Problem details -
Find the line containing "locate the overcast" in the data below and repeat it, along with all later lines, exactly through the last one.

Material provided -
+--
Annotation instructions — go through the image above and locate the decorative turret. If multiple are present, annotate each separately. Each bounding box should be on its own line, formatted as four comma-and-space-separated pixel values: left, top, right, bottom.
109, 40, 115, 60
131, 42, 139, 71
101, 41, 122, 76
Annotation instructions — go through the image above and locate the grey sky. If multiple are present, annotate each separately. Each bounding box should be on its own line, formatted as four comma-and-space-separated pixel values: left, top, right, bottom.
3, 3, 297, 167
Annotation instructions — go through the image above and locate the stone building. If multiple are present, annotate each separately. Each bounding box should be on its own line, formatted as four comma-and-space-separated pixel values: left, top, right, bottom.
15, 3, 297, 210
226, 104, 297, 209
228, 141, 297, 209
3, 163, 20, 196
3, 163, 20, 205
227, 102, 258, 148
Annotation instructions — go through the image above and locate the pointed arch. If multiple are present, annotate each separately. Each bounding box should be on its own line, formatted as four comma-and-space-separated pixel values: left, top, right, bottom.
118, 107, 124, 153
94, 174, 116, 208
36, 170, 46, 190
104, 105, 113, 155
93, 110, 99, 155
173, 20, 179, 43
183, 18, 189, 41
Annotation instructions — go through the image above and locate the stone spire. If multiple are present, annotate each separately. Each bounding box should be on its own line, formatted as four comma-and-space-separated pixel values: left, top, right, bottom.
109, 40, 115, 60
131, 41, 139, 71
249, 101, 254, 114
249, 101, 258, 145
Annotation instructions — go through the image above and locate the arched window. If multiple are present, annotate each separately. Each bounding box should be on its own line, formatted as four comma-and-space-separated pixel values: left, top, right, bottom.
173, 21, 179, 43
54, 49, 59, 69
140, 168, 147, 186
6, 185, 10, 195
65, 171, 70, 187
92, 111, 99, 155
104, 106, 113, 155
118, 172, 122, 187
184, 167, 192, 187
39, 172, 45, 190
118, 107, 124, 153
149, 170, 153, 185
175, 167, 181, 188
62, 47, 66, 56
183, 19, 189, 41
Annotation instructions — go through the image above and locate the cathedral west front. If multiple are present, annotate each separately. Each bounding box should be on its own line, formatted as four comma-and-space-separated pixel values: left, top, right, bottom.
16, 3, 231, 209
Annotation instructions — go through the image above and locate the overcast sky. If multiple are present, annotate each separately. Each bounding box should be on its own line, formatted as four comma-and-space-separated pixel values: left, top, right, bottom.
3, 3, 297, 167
+--
Task output -
Annotation instructions — go through the image above and locate the overcast sky. If multiple are present, annotate each separately. Each bounding box should be on its own line, formatted as four comma-and-space-separated pixel values: left, top, right, bottom.
3, 3, 297, 167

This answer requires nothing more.